**TASK DATA**
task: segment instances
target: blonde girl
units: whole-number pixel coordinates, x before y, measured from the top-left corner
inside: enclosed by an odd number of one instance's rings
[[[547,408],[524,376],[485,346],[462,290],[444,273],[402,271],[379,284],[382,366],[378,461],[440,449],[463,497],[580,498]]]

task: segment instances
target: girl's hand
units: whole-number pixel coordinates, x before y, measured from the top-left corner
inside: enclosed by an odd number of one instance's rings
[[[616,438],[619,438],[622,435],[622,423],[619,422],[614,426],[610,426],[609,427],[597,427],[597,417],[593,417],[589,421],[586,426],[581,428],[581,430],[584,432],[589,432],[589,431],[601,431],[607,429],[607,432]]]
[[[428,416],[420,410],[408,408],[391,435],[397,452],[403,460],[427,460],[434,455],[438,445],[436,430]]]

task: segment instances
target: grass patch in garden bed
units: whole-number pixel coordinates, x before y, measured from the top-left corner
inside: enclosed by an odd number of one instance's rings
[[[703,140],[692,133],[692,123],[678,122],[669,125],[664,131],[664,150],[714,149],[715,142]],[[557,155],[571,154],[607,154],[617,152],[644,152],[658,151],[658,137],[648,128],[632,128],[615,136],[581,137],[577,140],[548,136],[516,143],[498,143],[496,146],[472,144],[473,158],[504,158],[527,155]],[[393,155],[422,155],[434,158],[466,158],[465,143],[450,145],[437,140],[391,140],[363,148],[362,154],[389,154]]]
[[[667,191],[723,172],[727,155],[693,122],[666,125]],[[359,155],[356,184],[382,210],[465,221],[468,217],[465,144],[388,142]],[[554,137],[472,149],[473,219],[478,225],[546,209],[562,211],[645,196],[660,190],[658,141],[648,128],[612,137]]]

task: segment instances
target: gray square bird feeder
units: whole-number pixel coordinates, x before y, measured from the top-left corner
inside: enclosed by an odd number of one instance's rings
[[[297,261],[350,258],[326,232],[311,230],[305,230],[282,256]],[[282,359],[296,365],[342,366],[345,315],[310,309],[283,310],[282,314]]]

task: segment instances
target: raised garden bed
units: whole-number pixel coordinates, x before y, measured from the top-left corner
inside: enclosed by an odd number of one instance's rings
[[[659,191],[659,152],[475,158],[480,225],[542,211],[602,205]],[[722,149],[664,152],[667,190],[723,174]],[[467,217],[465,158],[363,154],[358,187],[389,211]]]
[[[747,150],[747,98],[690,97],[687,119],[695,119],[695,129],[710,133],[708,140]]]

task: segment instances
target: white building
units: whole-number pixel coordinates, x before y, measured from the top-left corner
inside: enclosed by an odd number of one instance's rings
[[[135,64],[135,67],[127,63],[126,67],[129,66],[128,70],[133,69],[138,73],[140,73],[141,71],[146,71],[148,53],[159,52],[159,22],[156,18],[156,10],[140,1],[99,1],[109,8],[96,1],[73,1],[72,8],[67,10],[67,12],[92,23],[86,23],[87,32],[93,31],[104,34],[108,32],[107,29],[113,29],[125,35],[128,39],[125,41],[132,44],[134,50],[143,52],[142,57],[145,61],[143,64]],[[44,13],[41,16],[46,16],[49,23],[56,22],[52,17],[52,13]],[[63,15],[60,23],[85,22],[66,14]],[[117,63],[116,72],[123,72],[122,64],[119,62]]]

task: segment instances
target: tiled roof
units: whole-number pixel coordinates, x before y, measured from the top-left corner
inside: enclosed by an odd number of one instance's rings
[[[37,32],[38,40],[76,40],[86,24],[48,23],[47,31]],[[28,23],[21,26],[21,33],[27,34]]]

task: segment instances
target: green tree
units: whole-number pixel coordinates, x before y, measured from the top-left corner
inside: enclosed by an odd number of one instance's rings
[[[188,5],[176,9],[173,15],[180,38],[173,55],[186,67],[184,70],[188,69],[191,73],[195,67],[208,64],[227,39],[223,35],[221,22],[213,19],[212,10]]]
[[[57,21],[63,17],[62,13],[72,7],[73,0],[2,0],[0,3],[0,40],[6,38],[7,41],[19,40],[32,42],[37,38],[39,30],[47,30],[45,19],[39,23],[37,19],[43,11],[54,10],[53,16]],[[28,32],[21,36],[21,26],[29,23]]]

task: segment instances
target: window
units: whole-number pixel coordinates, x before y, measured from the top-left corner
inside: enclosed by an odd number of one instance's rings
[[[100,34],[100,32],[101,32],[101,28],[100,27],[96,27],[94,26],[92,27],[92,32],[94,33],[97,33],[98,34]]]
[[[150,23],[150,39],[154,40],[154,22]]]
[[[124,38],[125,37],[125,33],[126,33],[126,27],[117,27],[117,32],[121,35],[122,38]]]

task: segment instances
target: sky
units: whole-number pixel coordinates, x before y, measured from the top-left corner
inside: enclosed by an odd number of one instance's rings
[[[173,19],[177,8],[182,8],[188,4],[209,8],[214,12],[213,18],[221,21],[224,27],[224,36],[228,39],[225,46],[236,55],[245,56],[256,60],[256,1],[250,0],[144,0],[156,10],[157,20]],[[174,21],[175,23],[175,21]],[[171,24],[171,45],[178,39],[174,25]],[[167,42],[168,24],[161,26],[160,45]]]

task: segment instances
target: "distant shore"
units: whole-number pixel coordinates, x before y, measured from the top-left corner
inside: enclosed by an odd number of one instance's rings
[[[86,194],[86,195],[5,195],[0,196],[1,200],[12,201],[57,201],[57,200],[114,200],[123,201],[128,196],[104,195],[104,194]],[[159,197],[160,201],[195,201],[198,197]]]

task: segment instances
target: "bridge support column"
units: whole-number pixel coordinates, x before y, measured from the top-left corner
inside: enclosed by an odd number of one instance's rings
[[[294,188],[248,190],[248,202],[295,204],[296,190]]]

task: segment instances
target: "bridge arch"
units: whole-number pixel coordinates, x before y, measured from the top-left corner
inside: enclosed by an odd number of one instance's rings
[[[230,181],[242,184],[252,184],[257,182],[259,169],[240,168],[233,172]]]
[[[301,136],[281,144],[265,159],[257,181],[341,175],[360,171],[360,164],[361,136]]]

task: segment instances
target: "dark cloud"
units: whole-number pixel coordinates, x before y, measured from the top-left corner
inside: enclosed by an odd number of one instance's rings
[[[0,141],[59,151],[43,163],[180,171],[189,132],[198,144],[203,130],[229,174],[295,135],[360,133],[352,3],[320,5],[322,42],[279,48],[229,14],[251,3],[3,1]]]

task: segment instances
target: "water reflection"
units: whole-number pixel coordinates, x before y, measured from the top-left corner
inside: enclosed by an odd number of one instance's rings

**WHAT THIS TASK INVOLVES**
Exactly reproduce every record.

**THE COMPLETED TASK**
task: segment instances
target: blonde girl
units: whole-number pixel coordinates, x before y, measured from the top-left corner
inside: enclosed by an odd number of one instance's rings
[[[547,408],[524,376],[485,346],[462,290],[444,273],[402,271],[379,284],[382,366],[378,461],[440,449],[463,497],[580,498]]]

task: segment instances
target: girl's hand
units: whole-number pixel coordinates, x before y, measured from the top-left corner
inside: enclosed by an odd number of one instance's rings
[[[616,438],[619,438],[622,435],[622,423],[619,422],[614,426],[610,426],[609,427],[597,427],[597,417],[593,417],[589,421],[586,426],[581,428],[581,430],[584,432],[589,432],[589,431],[601,431],[607,429],[607,432]]]
[[[428,416],[420,410],[408,408],[391,435],[397,452],[403,460],[427,460],[434,455],[438,445],[436,430]]]

task: segment instances
target: grass patch in garden bed
units: whole-number pixel coordinates, x before y, measured from the top-left corner
inside: enclosed by an odd number of one instance's rings
[[[703,140],[692,133],[692,123],[678,122],[669,125],[664,131],[664,150],[714,149],[715,142]],[[557,155],[571,154],[607,154],[617,152],[644,152],[658,151],[658,137],[648,128],[632,128],[615,136],[581,137],[577,140],[548,136],[516,143],[498,143],[496,146],[472,144],[473,158],[504,158],[527,155]],[[393,155],[422,155],[434,158],[466,158],[465,143],[450,145],[437,140],[391,140],[363,148],[362,154],[389,154]]]
[[[667,191],[723,172],[727,155],[693,122],[666,125]],[[359,155],[356,184],[382,210],[465,221],[468,217],[465,144],[388,142]],[[554,137],[472,149],[473,219],[478,225],[546,209],[562,211],[645,196],[660,190],[658,141],[648,128],[612,137]]]

task: segment instances
target: gray square bird feeder
units: whole-number pixel coordinates, x before y, measured from the top-left corner
inside: enclosed by an odd number of one instance's rings
[[[297,261],[350,258],[326,232],[311,230],[305,230],[282,256]],[[282,359],[296,365],[342,366],[345,315],[310,309],[283,310],[282,314]]]

task: segment instances
target: raised garden bed
units: whole-number pixel coordinates, x before y, measured from the top-left corner
inside: enclosed by an odd number of one instance's rings
[[[659,191],[659,152],[475,158],[480,225],[542,211],[602,205]],[[722,149],[664,152],[667,190],[723,174]],[[467,217],[465,158],[363,154],[358,187],[389,211]]]
[[[747,150],[747,98],[690,97],[687,119],[695,119],[695,129],[710,133],[708,140]]]

task: segment instances
target: white building
units: whole-number pixel coordinates, x before y, measured from the top-left corner
inside: enclosed by an odd number of one instance's rings
[[[135,64],[135,67],[127,63],[126,67],[129,66],[128,70],[133,69],[138,73],[140,73],[141,71],[146,71],[148,53],[159,52],[159,22],[156,18],[156,10],[140,1],[99,1],[109,8],[96,1],[73,1],[72,8],[67,10],[67,12],[92,23],[86,23],[87,32],[93,31],[104,34],[108,32],[107,29],[113,29],[125,35],[128,39],[125,41],[132,44],[134,50],[143,52],[142,57],[145,61],[143,64]],[[44,13],[41,16],[46,16],[49,23],[56,22],[52,17],[52,13]],[[63,15],[60,23],[85,22],[66,14]],[[117,63],[116,72],[123,72],[122,64],[119,62]]]

task: segment instances
target: tiled roof
units: whole-number pixel coordinates, x before y, measured from the top-left corner
inside: enclosed by an odd number of one instance's rings
[[[37,32],[38,40],[76,40],[86,24],[48,23],[47,31]],[[28,23],[21,26],[21,33],[27,34]]]

task: segment instances
target: green tree
units: whole-number pixel coordinates, x before y, measured from the top-left corner
inside: enclosed by an odd number of one instance's rings
[[[188,5],[176,9],[173,15],[180,38],[173,55],[186,67],[184,70],[188,69],[191,73],[195,67],[208,64],[227,39],[223,35],[221,22],[213,19],[212,10]]]
[[[57,21],[63,17],[62,13],[72,7],[73,0],[2,0],[0,3],[0,40],[6,38],[7,41],[19,40],[32,42],[37,38],[39,30],[47,30],[45,19],[39,23],[37,19],[43,11],[54,10],[53,16]],[[28,32],[21,36],[21,26],[29,23]]]

task: segment instances
target: window
units: whole-number pixel coordinates, x before y, measured from the top-left corner
inside: enclosed by an odd number of one instance's rings
[[[100,34],[100,32],[101,32],[101,28],[100,27],[96,27],[94,26],[92,27],[92,32],[94,33],[97,33],[98,34]]]
[[[150,23],[150,39],[154,40],[154,22]]]
[[[124,38],[125,37],[125,33],[126,33],[126,27],[117,27],[117,32],[121,35],[122,38]]]

task: segment instances
target: sky
units: whole-number pixel coordinates, x before y, measured from the top-left corner
inside: enclosed by an odd number of one instance's rings
[[[173,19],[177,8],[182,8],[188,4],[209,8],[214,12],[213,18],[221,21],[224,27],[224,36],[228,39],[225,46],[236,55],[245,56],[256,60],[256,1],[250,0],[144,0],[156,10],[157,20]],[[174,21],[175,23],[175,21]],[[171,24],[171,45],[178,39],[174,25]],[[167,42],[168,24],[161,26],[160,45]]]

task: segment instances
target: "distant shore"
units: whole-number pixel coordinates, x before y, measured from the top-left corner
inside: enclosed by an odd number of one instance's rings
[[[86,194],[86,195],[5,195],[0,196],[1,200],[12,201],[57,201],[57,200],[114,200],[123,201],[128,196],[104,195],[104,194]],[[159,197],[160,201],[195,201],[198,197]]]

task: segment instances
target: "bridge support column"
units: whole-number pixel coordinates, x before y, measured from the top-left corner
inside: enclosed by an odd number of one instance's rings
[[[294,188],[248,190],[248,202],[295,204],[296,190]]]

task: segment instances
target: "bridge arch"
units: whole-number pixel coordinates, x before y, measured from the top-left corner
inside: enclosed by an odd number of one instance's rings
[[[230,181],[242,184],[252,184],[257,182],[259,169],[240,168],[233,172]]]
[[[301,136],[281,144],[265,159],[257,181],[341,175],[360,171],[360,164],[361,136]]]

task: segment instances
target: "dark cloud"
units: whole-number pixel coordinates, x before y, measured from the top-left corner
inside: enclosed by an odd number of one instance's rings
[[[0,141],[59,151],[43,163],[180,171],[189,132],[198,144],[203,130],[229,174],[295,135],[360,133],[352,3],[320,5],[322,42],[279,48],[229,14],[251,3],[3,1]]]

task: segment instances
target: "water reflection"
units: whole-number pixel coordinates, x before y, measured from the top-left corner
inside: enclosed by an odd number of one instance's rings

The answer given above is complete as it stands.